* [WHAT TO PRODUCE]:
Reproduce the whole exhibition text on Delphine Coindet's Erotic Ether below, word for word.

Erotique Ether

Galerie Laurent Godin
Paris (France)
June 5th — July 14th, 2007

Erotic Ether, Delphine Coindet’s first exhibition at the Galerie Laurent Godin, presents itself most intriguingly. Ether was originally a Greek divinity who personified the sky. By extension, the noun then designated the brightness of the sky and, up until the eighteenth century, the celestial sphere and the hypothetical fluid that was supposed to materialise it. At the risk of adding to the polysemy, one can’t help also thinking of the volatile substance of the same name, at the point when it instantly turns from liquid to gas. A transience which merely increases the charm of this highly psychoactive product. This exhibition instantly evokes brightness, elusiveness, and intoxication.

Those who know Delphine Coindet’s work have experienced sculpture that is both image and material manifestation. Paradoxical and thus indeterminate, sculpture cannot be totally grasped. The history of 20th-century sculpture is often presented along two lines, constructivist or projective; one addressing understanding, the other trapping the spectator’s desire. In this perspective, Delphine Coindet puts us through a most cruel experience. Developing a magnificent play on coloured or halftone surfaces that reflect and absorb, the sculpture progressively traps your gaze and, like mercury, eludes all grasp.

* [DATA ROWS]:
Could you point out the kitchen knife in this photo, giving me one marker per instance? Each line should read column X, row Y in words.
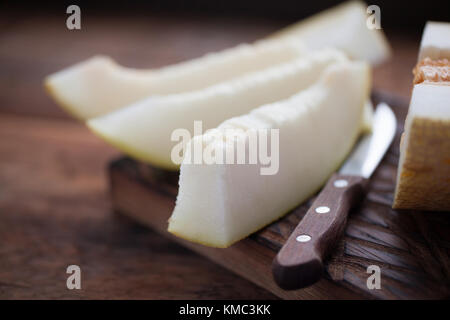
column 299, row 263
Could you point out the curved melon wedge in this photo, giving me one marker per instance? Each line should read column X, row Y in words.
column 99, row 85
column 143, row 130
column 343, row 27
column 218, row 205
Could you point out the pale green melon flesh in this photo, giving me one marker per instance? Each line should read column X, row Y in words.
column 143, row 130
column 218, row 205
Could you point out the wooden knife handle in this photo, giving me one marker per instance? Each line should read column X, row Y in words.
column 299, row 263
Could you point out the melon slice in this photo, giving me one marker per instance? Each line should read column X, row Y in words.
column 423, row 180
column 343, row 27
column 219, row 204
column 423, row 176
column 143, row 130
column 99, row 85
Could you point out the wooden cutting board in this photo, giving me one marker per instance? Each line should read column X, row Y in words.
column 410, row 247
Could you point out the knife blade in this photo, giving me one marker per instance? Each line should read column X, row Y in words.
column 299, row 263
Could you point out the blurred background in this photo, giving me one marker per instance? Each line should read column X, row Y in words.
column 54, row 208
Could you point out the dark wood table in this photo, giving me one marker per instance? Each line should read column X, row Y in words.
column 54, row 203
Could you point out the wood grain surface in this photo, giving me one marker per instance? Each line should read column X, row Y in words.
column 410, row 247
column 54, row 203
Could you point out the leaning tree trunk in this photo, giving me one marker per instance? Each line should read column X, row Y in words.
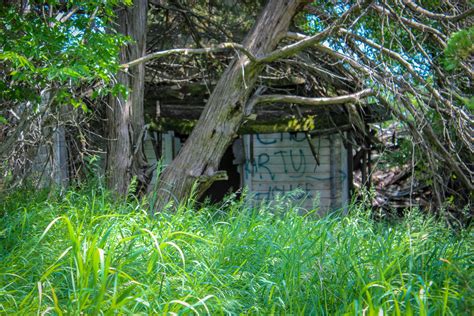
column 125, row 118
column 198, row 160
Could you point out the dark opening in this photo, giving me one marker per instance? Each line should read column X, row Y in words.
column 219, row 189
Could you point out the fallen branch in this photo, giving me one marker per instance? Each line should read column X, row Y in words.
column 189, row 51
column 306, row 42
column 437, row 16
column 282, row 98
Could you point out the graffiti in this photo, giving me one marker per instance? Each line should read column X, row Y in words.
column 283, row 163
column 299, row 191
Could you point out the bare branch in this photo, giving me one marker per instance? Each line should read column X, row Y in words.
column 282, row 98
column 436, row 16
column 189, row 51
column 294, row 48
column 440, row 37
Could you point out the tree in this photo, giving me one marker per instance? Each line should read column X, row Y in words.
column 391, row 46
column 198, row 160
column 55, row 57
column 125, row 117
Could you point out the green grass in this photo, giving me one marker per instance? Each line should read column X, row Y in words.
column 84, row 253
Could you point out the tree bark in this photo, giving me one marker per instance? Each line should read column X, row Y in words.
column 199, row 158
column 125, row 118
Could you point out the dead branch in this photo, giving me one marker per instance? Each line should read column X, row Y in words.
column 189, row 51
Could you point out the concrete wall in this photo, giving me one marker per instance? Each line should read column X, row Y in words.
column 278, row 163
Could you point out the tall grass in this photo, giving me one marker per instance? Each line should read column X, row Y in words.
column 84, row 253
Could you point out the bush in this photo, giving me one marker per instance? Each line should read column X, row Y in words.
column 85, row 253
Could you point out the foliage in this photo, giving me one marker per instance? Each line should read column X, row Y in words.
column 81, row 252
column 42, row 49
column 460, row 47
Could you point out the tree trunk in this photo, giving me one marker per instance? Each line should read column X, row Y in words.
column 199, row 158
column 125, row 155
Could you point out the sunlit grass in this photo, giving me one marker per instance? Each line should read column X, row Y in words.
column 83, row 252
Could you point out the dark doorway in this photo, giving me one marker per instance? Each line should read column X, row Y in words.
column 220, row 189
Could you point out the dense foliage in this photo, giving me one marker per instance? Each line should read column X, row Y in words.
column 81, row 252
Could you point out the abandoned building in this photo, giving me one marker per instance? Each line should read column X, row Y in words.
column 281, row 148
column 311, row 151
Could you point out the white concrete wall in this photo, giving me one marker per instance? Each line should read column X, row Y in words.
column 279, row 163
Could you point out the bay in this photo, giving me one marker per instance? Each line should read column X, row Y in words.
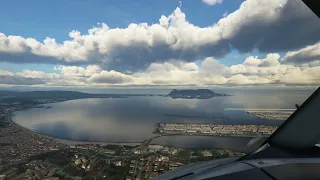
column 135, row 118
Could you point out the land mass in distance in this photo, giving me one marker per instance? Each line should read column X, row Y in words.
column 194, row 94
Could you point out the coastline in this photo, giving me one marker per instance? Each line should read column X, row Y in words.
column 71, row 141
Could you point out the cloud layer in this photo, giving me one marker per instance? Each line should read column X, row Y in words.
column 253, row 71
column 268, row 26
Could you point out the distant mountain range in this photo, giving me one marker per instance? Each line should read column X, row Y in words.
column 194, row 94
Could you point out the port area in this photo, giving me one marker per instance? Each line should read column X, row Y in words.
column 215, row 129
column 274, row 115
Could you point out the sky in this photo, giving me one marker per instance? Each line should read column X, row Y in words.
column 124, row 43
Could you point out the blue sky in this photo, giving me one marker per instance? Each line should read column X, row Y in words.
column 270, row 43
column 40, row 19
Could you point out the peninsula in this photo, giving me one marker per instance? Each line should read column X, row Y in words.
column 194, row 94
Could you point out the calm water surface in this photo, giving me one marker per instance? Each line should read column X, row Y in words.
column 134, row 119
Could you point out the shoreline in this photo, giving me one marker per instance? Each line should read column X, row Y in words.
column 71, row 141
column 78, row 142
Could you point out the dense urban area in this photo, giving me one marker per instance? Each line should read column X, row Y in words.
column 25, row 154
column 216, row 130
column 276, row 115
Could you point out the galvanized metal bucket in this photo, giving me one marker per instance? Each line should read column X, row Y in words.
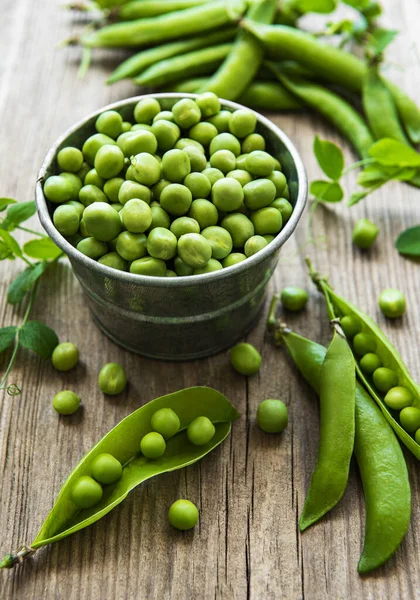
column 176, row 318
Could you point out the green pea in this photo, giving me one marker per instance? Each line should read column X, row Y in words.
column 260, row 163
column 114, row 260
column 66, row 402
column 399, row 397
column 253, row 141
column 410, row 419
column 194, row 250
column 175, row 165
column 106, row 469
column 183, row 225
column 227, row 194
column 209, row 104
column 369, row 363
column 70, row 159
column 267, row 220
column 392, row 303
column 131, row 246
column 153, row 445
column 136, row 216
column 176, row 199
column 209, row 267
column 166, row 422
column 245, row 359
column 350, row 325
column 186, row 113
column 385, row 379
column 66, row 219
column 365, row 233
column 57, row 189
column 86, row 492
column 225, row 141
column 183, row 515
column 239, row 227
column 233, row 259
column 146, row 109
column 65, row 356
column 294, row 298
column 112, row 379
column 200, row 431
column 198, row 184
column 161, row 243
column 109, row 123
column 364, row 343
column 92, row 248
column 148, row 265
column 272, row 416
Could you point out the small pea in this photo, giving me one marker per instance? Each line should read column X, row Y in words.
column 86, row 492
column 153, row 445
column 399, row 397
column 200, row 431
column 392, row 303
column 385, row 379
column 294, row 298
column 183, row 515
column 65, row 356
column 106, row 469
column 66, row 402
column 245, row 359
column 112, row 379
column 272, row 416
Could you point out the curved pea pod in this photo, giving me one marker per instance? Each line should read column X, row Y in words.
column 379, row 456
column 123, row 442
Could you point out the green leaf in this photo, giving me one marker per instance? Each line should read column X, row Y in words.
column 327, row 191
column 7, row 335
column 43, row 249
column 24, row 281
column 4, row 203
column 123, row 443
column 330, row 158
column 408, row 242
column 392, row 153
column 11, row 243
column 38, row 337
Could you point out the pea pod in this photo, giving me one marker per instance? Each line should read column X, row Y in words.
column 338, row 307
column 379, row 456
column 123, row 442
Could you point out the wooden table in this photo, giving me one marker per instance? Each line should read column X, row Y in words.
column 250, row 491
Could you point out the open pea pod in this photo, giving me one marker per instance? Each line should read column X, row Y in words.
column 123, row 442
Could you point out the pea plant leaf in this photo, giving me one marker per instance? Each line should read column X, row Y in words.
column 7, row 335
column 24, row 281
column 43, row 249
column 408, row 242
column 327, row 191
column 330, row 158
column 38, row 337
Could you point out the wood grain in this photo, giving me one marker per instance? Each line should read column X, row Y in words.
column 250, row 491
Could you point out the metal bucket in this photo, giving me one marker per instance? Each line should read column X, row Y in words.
column 176, row 318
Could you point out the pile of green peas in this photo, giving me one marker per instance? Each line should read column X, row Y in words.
column 106, row 469
column 174, row 193
column 386, row 381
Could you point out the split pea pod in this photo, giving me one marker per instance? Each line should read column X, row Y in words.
column 123, row 444
column 335, row 65
column 332, row 107
column 137, row 63
column 193, row 63
column 245, row 58
column 382, row 466
column 379, row 366
column 144, row 32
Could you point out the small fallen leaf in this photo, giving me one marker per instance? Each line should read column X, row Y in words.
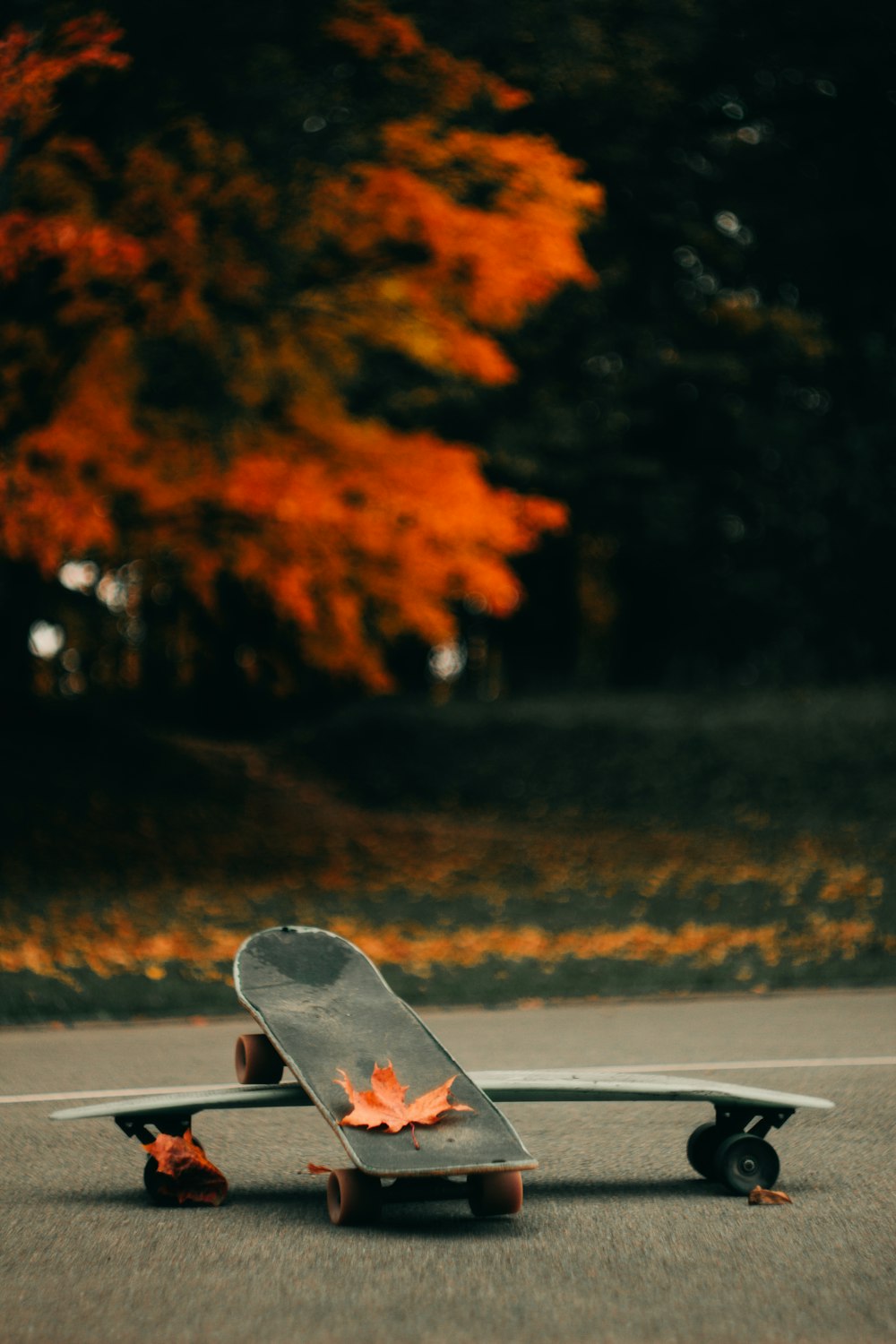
column 767, row 1196
column 384, row 1104
column 185, row 1172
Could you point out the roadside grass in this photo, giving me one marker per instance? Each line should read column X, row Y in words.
column 479, row 854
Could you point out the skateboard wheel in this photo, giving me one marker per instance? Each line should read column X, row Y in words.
column 745, row 1160
column 702, row 1150
column 257, row 1061
column 490, row 1193
column 352, row 1198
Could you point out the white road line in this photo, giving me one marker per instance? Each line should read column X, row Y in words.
column 837, row 1062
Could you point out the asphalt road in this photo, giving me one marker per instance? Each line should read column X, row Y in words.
column 618, row 1239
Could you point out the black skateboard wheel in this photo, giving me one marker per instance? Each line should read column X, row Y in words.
column 745, row 1160
column 257, row 1061
column 352, row 1198
column 492, row 1193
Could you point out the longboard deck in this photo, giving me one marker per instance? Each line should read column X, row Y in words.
column 325, row 1007
column 544, row 1085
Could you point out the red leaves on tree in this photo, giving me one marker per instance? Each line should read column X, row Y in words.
column 185, row 1176
column 384, row 1104
column 430, row 241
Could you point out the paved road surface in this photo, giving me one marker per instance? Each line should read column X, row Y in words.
column 618, row 1241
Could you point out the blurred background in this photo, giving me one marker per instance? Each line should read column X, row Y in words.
column 446, row 495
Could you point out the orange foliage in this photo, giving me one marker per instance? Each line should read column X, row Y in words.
column 758, row 1195
column 384, row 1104
column 185, row 1176
column 351, row 530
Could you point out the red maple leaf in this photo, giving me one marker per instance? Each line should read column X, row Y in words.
column 384, row 1104
column 185, row 1172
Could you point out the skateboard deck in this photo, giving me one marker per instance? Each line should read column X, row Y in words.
column 544, row 1085
column 325, row 1007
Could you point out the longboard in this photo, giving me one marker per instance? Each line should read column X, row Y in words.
column 546, row 1085
column 325, row 1007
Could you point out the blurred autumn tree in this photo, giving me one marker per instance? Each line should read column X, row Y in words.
column 720, row 411
column 191, row 317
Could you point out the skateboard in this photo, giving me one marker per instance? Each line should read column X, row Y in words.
column 325, row 1010
column 324, row 1005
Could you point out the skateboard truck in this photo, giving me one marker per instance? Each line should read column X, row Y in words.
column 737, row 1156
column 164, row 1188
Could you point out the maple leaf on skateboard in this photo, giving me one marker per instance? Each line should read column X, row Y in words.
column 185, row 1175
column 384, row 1104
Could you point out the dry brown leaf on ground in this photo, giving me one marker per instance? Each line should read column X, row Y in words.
column 767, row 1196
column 384, row 1104
column 185, row 1175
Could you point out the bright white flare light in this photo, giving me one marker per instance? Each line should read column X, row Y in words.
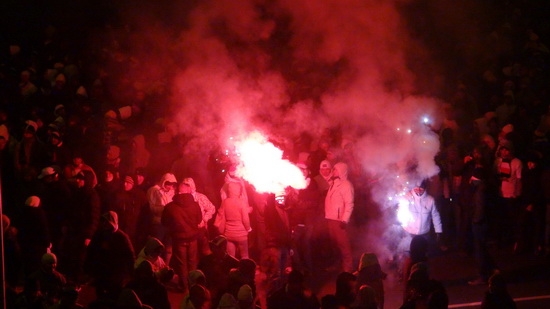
column 425, row 120
column 404, row 216
column 263, row 166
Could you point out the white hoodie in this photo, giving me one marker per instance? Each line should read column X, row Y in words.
column 423, row 212
column 339, row 201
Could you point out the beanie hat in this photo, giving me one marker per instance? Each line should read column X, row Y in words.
column 33, row 201
column 129, row 180
column 507, row 128
column 478, row 174
column 191, row 183
column 31, row 125
column 218, row 241
column 112, row 218
column 194, row 276
column 245, row 293
column 49, row 258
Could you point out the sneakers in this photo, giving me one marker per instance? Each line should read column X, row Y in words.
column 478, row 281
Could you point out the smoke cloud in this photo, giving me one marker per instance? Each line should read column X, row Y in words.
column 286, row 67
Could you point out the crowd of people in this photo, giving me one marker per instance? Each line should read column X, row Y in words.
column 86, row 200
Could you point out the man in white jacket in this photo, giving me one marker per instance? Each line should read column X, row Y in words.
column 422, row 213
column 338, row 208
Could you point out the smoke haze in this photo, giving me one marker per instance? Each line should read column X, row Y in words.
column 286, row 67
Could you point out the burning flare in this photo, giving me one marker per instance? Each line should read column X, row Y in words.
column 263, row 166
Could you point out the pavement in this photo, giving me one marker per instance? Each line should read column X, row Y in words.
column 528, row 278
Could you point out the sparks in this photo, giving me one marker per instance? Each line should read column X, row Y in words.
column 261, row 164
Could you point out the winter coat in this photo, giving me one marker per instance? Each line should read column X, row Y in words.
column 237, row 221
column 423, row 212
column 110, row 255
column 182, row 217
column 158, row 198
column 339, row 201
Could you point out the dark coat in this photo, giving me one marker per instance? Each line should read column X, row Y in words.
column 84, row 212
column 182, row 217
column 110, row 256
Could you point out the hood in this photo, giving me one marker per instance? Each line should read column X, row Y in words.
column 167, row 177
column 234, row 189
column 191, row 183
column 112, row 218
column 152, row 244
column 185, row 199
column 342, row 169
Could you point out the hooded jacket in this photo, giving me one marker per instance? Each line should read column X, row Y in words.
column 158, row 198
column 208, row 209
column 110, row 255
column 339, row 200
column 182, row 217
column 151, row 245
column 423, row 212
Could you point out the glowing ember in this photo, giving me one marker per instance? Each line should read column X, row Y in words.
column 263, row 166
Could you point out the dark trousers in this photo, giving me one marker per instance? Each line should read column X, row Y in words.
column 484, row 260
column 339, row 234
column 184, row 259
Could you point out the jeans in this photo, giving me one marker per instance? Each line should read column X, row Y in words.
column 485, row 263
column 184, row 259
column 241, row 245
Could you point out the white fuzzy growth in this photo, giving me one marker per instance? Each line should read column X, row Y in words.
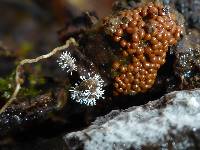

* [THE REPLY]:
Erotique Ether

Galerie Laurent Godin
Paris (France)
June 5th — July 14th, 2007

Erotic Ether, Delphine Coindet’s first exhibition at the Galerie Laurent Godin, presents itself most intriguingly. Ether was originally a Greek divinity who personified the sky. By extension, the noun then designated the brightness of the sky and, up until the eighteenth century, the celestial sphere and the hypothetical fluid that was supposed to materialise it. At the risk of adding to the polysemy, one can’t help also thinking of the volatile substance of the same name, at the point when it instantly turns from liquid to gas. A transience which merely increases the charm of this highly psychoactive product. This exhibition instantly evokes brightness, elusiveness, and intoxication.

Those who know Delphine Coindet’s work have experienced sculpture that is both image and material manifestation. Paradoxical and thus indeterminate, sculpture cannot be totally grasped. The history of 20th-century sculpture is often presented along two lines, constructivist or projective; one addressing understanding, the other trapping the spectator’s desire. In this perspective, Delphine Coindet puts us through a most cruel experience. Developing a magnificent play on coloured or halftone surfaces that reflect and absorb, the sculpture progressively traps your gaze and, like mercury, eludes all grasp.